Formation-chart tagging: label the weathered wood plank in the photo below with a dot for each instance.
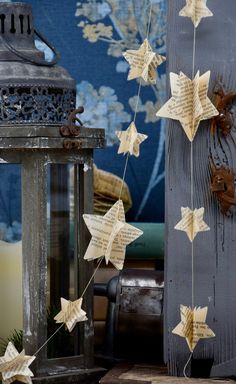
(214, 251)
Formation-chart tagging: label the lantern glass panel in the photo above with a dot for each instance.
(62, 257)
(11, 318)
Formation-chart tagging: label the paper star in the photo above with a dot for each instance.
(71, 313)
(196, 10)
(193, 325)
(143, 62)
(130, 140)
(192, 222)
(15, 366)
(189, 102)
(110, 235)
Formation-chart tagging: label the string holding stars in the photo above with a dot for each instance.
(193, 325)
(130, 140)
(110, 235)
(15, 366)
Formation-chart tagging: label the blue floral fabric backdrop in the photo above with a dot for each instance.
(91, 36)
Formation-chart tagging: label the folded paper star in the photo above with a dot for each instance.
(192, 222)
(71, 313)
(15, 366)
(193, 325)
(189, 102)
(196, 10)
(130, 140)
(110, 235)
(143, 62)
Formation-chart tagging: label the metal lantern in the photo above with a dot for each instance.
(56, 158)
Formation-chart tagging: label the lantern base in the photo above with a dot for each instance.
(80, 376)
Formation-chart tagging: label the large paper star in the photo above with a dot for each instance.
(196, 10)
(110, 235)
(193, 325)
(192, 222)
(71, 313)
(130, 140)
(189, 102)
(15, 366)
(143, 62)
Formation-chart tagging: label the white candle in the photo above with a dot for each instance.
(11, 313)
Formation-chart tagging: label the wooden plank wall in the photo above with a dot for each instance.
(215, 251)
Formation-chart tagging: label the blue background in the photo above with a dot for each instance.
(95, 61)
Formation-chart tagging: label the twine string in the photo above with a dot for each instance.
(186, 365)
(192, 201)
(137, 102)
(122, 184)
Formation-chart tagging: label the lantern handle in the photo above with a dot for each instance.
(30, 59)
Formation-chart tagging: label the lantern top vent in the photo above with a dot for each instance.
(32, 90)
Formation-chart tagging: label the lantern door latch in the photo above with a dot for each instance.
(223, 103)
(223, 186)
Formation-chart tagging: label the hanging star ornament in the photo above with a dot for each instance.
(189, 102)
(71, 313)
(15, 366)
(193, 325)
(130, 140)
(143, 62)
(196, 10)
(110, 235)
(192, 222)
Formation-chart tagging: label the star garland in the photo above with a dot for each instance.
(110, 233)
(190, 105)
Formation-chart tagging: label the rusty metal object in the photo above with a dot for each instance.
(72, 129)
(223, 185)
(223, 103)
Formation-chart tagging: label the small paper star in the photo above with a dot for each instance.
(15, 366)
(110, 235)
(71, 313)
(193, 325)
(130, 140)
(196, 10)
(189, 102)
(143, 62)
(192, 222)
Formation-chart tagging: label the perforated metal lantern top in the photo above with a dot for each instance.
(32, 90)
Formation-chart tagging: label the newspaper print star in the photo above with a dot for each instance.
(192, 222)
(189, 102)
(143, 62)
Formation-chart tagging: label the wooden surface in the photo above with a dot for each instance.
(143, 374)
(214, 251)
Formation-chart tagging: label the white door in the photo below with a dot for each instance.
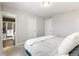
(32, 28)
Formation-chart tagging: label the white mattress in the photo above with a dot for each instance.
(45, 47)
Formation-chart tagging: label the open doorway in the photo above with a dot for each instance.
(8, 32)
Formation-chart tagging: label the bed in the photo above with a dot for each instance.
(43, 46)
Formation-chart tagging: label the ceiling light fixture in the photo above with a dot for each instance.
(46, 4)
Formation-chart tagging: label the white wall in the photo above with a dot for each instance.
(40, 27)
(65, 23)
(25, 24)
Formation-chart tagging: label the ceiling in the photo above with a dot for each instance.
(45, 12)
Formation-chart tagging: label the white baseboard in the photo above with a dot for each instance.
(19, 43)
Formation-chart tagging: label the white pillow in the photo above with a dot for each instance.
(68, 44)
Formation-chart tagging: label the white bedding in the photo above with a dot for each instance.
(46, 46)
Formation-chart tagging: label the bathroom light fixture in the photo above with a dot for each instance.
(46, 4)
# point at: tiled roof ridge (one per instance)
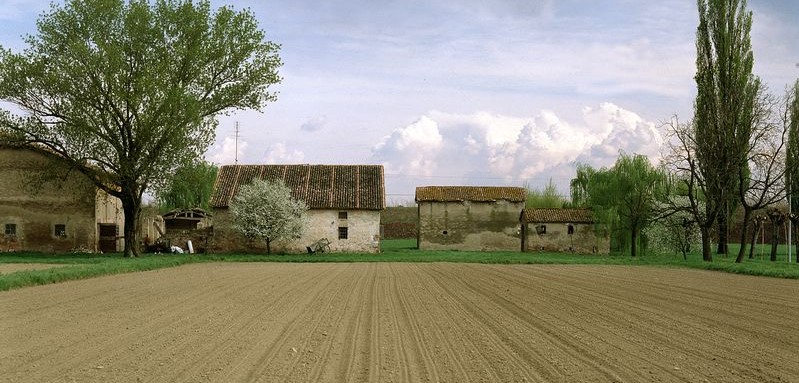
(320, 186)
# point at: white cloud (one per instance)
(225, 152)
(486, 149)
(278, 153)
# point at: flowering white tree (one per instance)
(265, 210)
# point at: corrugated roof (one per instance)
(320, 186)
(555, 215)
(470, 193)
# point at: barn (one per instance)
(562, 230)
(46, 207)
(344, 205)
(474, 218)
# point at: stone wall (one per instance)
(363, 233)
(37, 197)
(475, 226)
(555, 237)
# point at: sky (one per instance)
(472, 92)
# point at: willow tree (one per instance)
(127, 91)
(189, 187)
(726, 95)
(623, 196)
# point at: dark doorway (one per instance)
(107, 242)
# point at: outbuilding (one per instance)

┄┄┄┄┄┄┄┄┄┄┄┄┄┄┄┄┄┄┄┄

» WHAT IS NEEDED
An exact copy of the whole listing is required, minus the pictures.

» EXERCISE RESULT
Formation-chart tagging: label the weathered wood plank in the photo below with a dot for each instance.
(214, 251)
Formation-chart tagging: label the lantern glass panel in the photo above with a dot for each instance.
(62, 257)
(11, 318)
Formation-chart tagging: label the paper star in the photo above with a dot for each instance.
(71, 313)
(196, 10)
(193, 325)
(143, 62)
(130, 140)
(192, 222)
(15, 366)
(189, 102)
(110, 235)
Formation-chart tagging: label the string holding stars in the photo above with a dot for each instance.
(193, 325)
(130, 140)
(110, 235)
(15, 366)
Formation-chart tagging: label the blue floral fabric backdrop in the photo above with a dot for each instance.
(91, 36)
Formation-chart tagging: label the folded paper star in the photo above with a dot for each instance.
(192, 222)
(71, 313)
(15, 366)
(193, 325)
(189, 102)
(196, 10)
(130, 140)
(110, 235)
(143, 62)
Formation-chart tagging: label the metal lantern in the photo above with a dot for each instance.
(56, 158)
Formation-chart tagging: label the lantern base in the photo above with a dot for each instance.
(80, 376)
Formation-chart tagging: label the large paper star in the photo above with a dot for each instance.
(196, 10)
(110, 235)
(193, 325)
(192, 222)
(71, 313)
(130, 140)
(189, 102)
(15, 366)
(143, 62)
Formation-chart tagging: label the white candle in the photo above with a dot for each instance.
(11, 313)
Formation-chart tagging: label the wooden plank wall in the photo above with a dot for each instance.
(215, 251)
Formation-chart tagging: label the blue background in the photo above with a dot for each instance.
(95, 61)
Formation-chart tagging: label the twine string in the photo above with a dot for each instance.
(186, 365)
(192, 201)
(137, 102)
(122, 184)
Formation-chart tagging: label the lantern handle in the photo above with a dot for each instance.
(30, 59)
Formation-chart tagging: label the lantern top vent in the photo above with a dot for each instance.
(32, 90)
Formation-chart tagging: label the lantern door latch in the photo above with a dot for each instance.
(223, 103)
(223, 186)
Formation-chart tagging: label the hanging star ornament in the photo above with a dot for each instance.
(189, 102)
(71, 313)
(15, 366)
(193, 325)
(130, 140)
(143, 62)
(196, 10)
(110, 235)
(192, 222)
Formation-chart tagging: label the star garland in the photo above with a dot for each instance.
(110, 233)
(190, 105)
Formation-chart tagging: label the rusty metal object in the photo above with a dot for each instance.
(72, 129)
(223, 185)
(223, 103)
Formation-chart tagging: label the small paper star in the photo above with a dot for each instance.
(15, 366)
(110, 235)
(71, 313)
(193, 325)
(130, 140)
(196, 10)
(189, 102)
(143, 62)
(192, 222)
Formation-chart tagging: label the perforated metal lantern top in the photo above with a dot for each instance.
(32, 90)
Formation-chart tagging: label the newspaper print star in the photo above with a dot for each instance.
(192, 222)
(189, 102)
(143, 62)
Formation-chart tagging: label the wooden surface in the photo above with a dot for each instance.
(143, 374)
(214, 251)
Formation-chart tagging: label the white door in the photo below with a dot for each instance.
(32, 28)
Formation-chart tagging: label the white mattress in the photo above with a dot for each instance.
(45, 47)
Formation-chart tagging: label the open doorway in the photo above with a dot for each instance.
(8, 32)
Formation-chart tagging: label the bed in the photo above with a dot for each instance.
(43, 46)
Formation-chart tagging: label the ceiling light fixture in the photo above with a dot for each instance.
(46, 4)
Formation-chart tagging: label the white wall in the photo above with a dot for each instance.
(40, 27)
(65, 23)
(25, 24)
Formation-chart tagging: label the ceiling in the photo above with a dot for each instance.
(45, 12)
Formation-chart tagging: label the white baseboard in the photo above with a dot for each instance.
(19, 43)
Formation-chart tagging: label the white pillow in the photo above with a dot for each instance.
(68, 44)
Formation-chart tagging: label the white bedding in the photo above with a dot for each instance.
(46, 46)
Formation-chart tagging: label the bathroom light fixture in the photo above with a dot for each instance.
(46, 4)
# point at: tiled roof ridge (one per instance)
(320, 186)
# point at: white cloud (one per instance)
(225, 152)
(486, 149)
(278, 153)
# point at: flowering white tree (one per instance)
(265, 210)
# point at: corrugated roof (one per instance)
(320, 186)
(555, 215)
(470, 193)
# point at: barn (one per instance)
(562, 230)
(46, 207)
(344, 205)
(474, 218)
# point at: stone wall (one per instance)
(363, 233)
(37, 197)
(475, 226)
(555, 237)
# point at: sky (one per instance)
(472, 92)
# point at: willow tree (one per instance)
(127, 91)
(189, 187)
(726, 95)
(623, 196)
# point at: dark doorway (one per instance)
(107, 242)
# point at: outbuilding (one per instance)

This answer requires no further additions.